### Photo-based referring expression data:

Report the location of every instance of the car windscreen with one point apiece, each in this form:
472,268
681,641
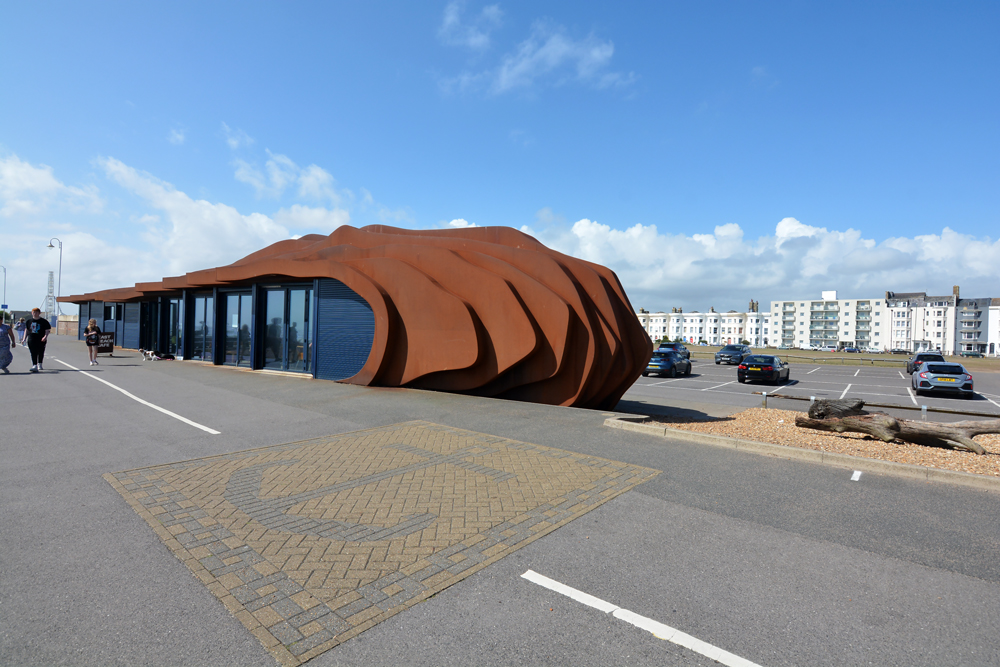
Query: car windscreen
759,360
945,369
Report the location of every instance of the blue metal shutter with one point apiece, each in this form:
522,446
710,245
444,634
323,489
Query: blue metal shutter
130,339
345,330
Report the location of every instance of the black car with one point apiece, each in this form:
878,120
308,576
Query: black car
911,364
676,347
667,362
944,377
732,354
760,367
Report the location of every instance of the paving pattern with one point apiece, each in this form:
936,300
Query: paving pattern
313,542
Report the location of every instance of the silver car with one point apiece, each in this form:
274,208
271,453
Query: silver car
943,377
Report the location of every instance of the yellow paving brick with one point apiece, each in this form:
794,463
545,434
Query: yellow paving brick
463,507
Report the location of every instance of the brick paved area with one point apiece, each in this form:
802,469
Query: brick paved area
312,542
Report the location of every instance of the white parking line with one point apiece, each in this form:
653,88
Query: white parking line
653,384
136,398
718,385
656,628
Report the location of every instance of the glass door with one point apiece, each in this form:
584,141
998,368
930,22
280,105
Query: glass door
287,336
238,323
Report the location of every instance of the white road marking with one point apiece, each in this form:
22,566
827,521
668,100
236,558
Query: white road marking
656,628
136,398
653,384
718,385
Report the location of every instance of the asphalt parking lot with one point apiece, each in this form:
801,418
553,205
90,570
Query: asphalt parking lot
717,385
779,562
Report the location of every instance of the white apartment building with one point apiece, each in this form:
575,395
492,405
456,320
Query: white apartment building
711,328
830,321
910,321
948,323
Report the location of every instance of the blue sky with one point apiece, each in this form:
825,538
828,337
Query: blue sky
709,153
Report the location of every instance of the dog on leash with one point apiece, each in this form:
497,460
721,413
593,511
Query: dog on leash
155,355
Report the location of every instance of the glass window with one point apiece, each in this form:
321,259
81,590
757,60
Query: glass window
204,320
274,332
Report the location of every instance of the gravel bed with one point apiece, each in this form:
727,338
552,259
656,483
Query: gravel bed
778,427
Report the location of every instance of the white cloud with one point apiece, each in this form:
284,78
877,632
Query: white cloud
548,55
197,234
236,138
474,35
29,190
318,220
724,269
280,172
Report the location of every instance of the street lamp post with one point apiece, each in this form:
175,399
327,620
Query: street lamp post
59,289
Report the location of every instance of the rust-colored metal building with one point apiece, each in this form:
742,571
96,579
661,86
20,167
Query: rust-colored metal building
487,311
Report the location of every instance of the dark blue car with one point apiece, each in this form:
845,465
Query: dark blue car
667,362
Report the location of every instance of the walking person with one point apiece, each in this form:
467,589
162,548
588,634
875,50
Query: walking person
38,334
92,334
7,343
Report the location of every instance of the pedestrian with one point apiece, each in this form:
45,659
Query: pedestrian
92,334
38,334
6,334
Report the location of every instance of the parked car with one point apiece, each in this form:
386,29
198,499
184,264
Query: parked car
676,347
732,354
667,362
920,358
945,377
761,367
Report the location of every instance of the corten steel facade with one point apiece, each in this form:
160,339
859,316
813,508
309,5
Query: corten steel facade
487,311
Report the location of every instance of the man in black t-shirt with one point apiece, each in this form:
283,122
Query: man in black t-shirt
36,335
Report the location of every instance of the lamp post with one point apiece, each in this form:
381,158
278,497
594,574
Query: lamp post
59,289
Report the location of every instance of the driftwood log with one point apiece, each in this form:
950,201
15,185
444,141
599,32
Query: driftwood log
827,408
957,435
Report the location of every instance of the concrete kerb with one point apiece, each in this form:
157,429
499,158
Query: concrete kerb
636,424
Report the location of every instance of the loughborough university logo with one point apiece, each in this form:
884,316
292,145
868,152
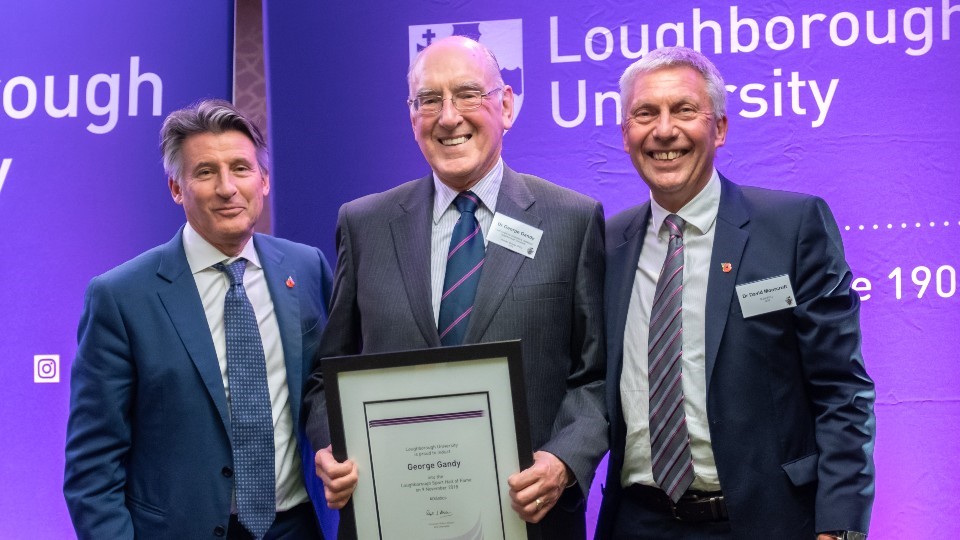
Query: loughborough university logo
504,38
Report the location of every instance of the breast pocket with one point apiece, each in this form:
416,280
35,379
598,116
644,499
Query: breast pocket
540,291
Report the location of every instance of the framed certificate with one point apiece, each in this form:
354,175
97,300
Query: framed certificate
435,433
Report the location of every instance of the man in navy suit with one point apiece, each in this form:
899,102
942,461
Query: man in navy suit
774,426
150,450
392,249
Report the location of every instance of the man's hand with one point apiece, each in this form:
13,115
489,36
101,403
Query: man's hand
339,479
534,491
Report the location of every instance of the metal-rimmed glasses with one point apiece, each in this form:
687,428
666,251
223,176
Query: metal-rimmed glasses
467,100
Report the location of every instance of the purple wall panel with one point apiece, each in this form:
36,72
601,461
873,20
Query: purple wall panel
80,193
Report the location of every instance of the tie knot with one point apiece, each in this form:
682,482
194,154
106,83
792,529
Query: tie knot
234,270
675,225
466,201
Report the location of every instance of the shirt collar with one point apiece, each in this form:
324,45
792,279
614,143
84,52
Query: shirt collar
486,190
700,212
202,255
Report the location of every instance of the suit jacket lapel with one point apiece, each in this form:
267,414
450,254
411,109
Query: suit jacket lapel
411,239
501,265
729,241
286,306
183,305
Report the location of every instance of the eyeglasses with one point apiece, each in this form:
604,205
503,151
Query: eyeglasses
467,100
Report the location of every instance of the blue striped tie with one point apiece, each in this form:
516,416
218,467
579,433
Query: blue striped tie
464,263
669,439
251,418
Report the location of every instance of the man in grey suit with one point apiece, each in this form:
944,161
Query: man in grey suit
187,386
392,251
739,403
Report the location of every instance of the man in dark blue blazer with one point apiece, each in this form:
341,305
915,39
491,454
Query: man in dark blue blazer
150,449
774,426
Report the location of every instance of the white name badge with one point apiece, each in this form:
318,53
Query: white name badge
766,295
514,235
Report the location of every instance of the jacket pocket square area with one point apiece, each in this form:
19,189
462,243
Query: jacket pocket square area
541,291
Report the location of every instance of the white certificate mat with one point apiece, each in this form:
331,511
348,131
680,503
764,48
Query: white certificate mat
438,460
435,433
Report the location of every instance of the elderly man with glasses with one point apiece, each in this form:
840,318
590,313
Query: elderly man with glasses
396,286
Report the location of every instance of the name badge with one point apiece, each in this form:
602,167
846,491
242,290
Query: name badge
766,295
514,235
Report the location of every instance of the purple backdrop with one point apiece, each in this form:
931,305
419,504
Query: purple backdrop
853,101
82,190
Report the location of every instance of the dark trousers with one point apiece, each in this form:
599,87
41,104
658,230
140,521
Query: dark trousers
297,523
635,521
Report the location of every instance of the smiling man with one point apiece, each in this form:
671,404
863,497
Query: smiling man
188,382
416,268
739,403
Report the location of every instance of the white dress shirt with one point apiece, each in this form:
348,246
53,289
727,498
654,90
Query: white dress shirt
213,285
700,215
445,216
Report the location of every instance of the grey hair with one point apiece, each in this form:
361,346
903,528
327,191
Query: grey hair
206,116
492,64
673,57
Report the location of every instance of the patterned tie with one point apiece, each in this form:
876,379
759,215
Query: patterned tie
251,417
464,262
669,439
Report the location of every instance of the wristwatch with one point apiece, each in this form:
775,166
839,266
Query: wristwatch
847,535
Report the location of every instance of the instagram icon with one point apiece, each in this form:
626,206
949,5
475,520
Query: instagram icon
46,368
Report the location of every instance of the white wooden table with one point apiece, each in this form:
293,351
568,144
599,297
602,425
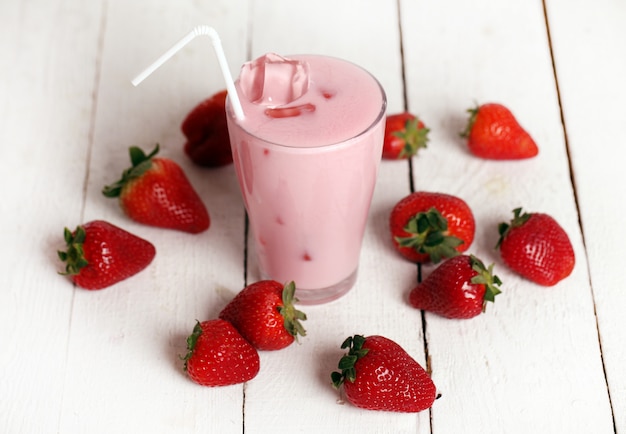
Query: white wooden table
541,360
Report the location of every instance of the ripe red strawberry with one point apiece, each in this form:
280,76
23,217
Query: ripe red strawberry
405,134
205,128
100,254
264,313
378,374
217,355
155,191
536,246
429,226
458,288
493,132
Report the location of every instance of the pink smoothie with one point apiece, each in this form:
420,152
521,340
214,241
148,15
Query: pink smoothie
307,154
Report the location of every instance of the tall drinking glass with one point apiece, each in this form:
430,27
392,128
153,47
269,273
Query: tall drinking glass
307,153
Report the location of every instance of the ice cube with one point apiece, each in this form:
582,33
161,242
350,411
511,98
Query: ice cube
272,80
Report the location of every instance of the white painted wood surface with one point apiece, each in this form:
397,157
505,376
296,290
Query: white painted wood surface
546,360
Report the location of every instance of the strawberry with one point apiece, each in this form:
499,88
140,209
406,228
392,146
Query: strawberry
155,191
100,254
404,135
493,132
265,315
429,226
378,374
205,128
458,288
535,246
217,355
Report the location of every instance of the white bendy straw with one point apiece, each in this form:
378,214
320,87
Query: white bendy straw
202,30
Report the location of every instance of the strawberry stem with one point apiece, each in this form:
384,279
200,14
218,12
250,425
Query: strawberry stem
192,340
470,122
347,362
428,234
140,164
413,137
74,256
485,277
291,315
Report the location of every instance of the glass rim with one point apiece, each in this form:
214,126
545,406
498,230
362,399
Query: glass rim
377,119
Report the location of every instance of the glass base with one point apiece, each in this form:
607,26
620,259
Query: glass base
324,295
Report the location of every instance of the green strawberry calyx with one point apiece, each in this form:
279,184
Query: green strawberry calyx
141,163
347,362
74,256
518,220
192,340
429,234
473,113
291,315
485,277
413,137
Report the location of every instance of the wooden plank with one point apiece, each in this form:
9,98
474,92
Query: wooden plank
591,69
495,371
45,120
124,371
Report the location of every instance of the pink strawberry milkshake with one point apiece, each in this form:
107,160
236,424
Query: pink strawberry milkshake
307,153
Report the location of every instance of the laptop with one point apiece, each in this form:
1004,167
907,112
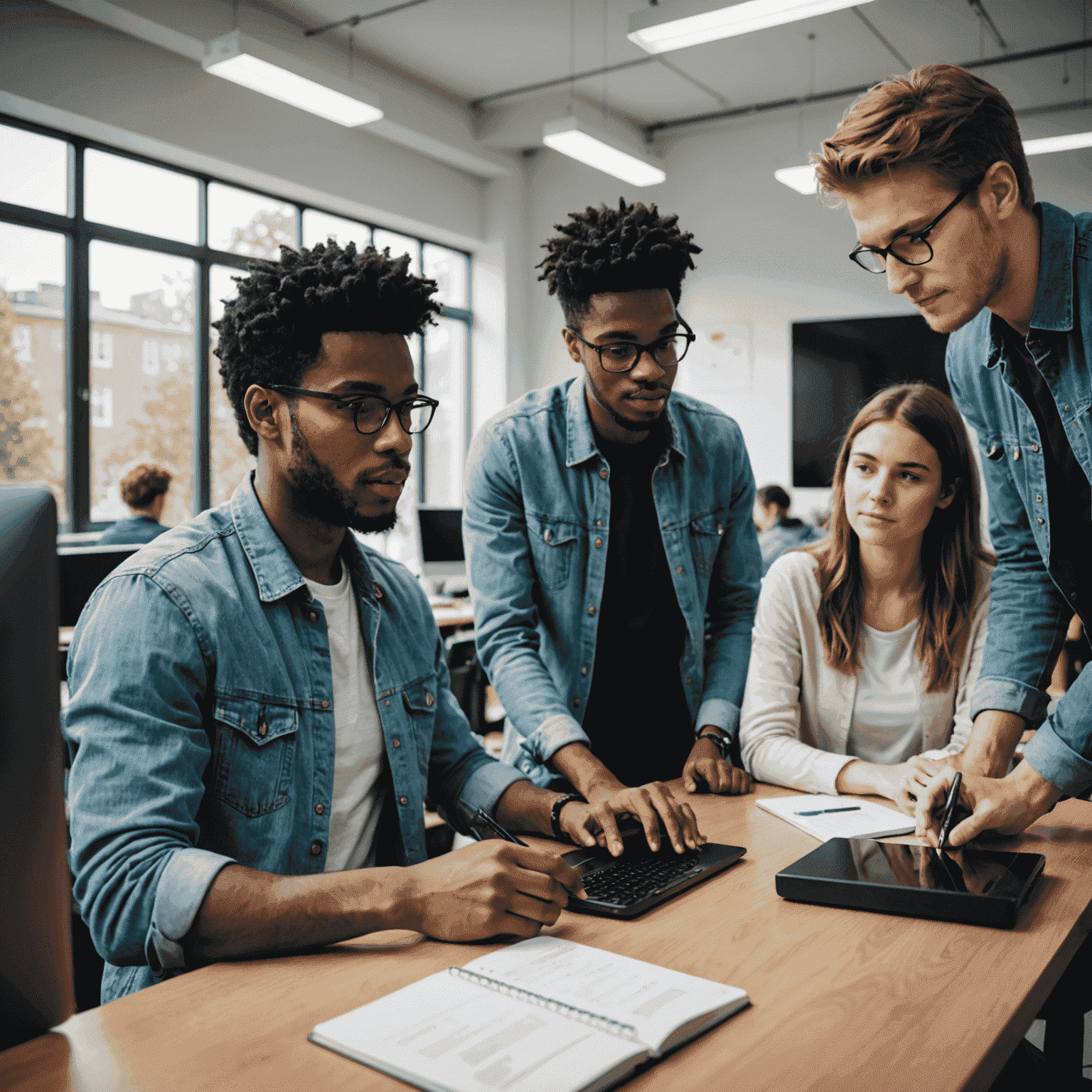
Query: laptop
628,886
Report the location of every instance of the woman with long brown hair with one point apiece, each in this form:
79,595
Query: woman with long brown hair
867,646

### ACTION ITEM:
The lines to be transcribed are those from the first line of the data above through the line holding "Report the location of every instance of the glass door", inclusive; copy them exactly and only, leaving out the pictures.

### TASK RESPONSE:
Report the location of every instance of the car windscreen with one point apiece, each in this form:
472,268
681,641
Query: car windscreen
759,360
945,369
Report the location of every instance of the blue metal shutter with one point apiece, each in this form:
522,446
710,245
444,634
323,489
Query: blue metal shutter
130,339
345,330
Report the location of every instance of the black car with one point apiece, each in this form:
878,120
308,576
Query: black car
911,364
676,347
667,362
944,377
732,354
760,367
Report the location of every instance of the paving pattern with one point apiece, each in this form:
936,300
Query: paving pattern
313,542
Report the location of every instance of the silver car with one point apiece, each in this form:
274,208
271,453
Query: silver car
943,377
Report the location of every instance of the yellow paving brick with one point apiece, each in this form:
794,463
545,434
Query: yellow paving brick
463,507
Report the location of every instance of the brick paved area with one point apiece, each in this form:
802,469
Query: brick paved area
312,542
Report the location of every instance of the white parking line with one point apiece, each in this form:
653,88
Query: white parking line
653,384
136,398
718,385
656,628
Report the location of every instance of the glass door with one point apiece, each in this form:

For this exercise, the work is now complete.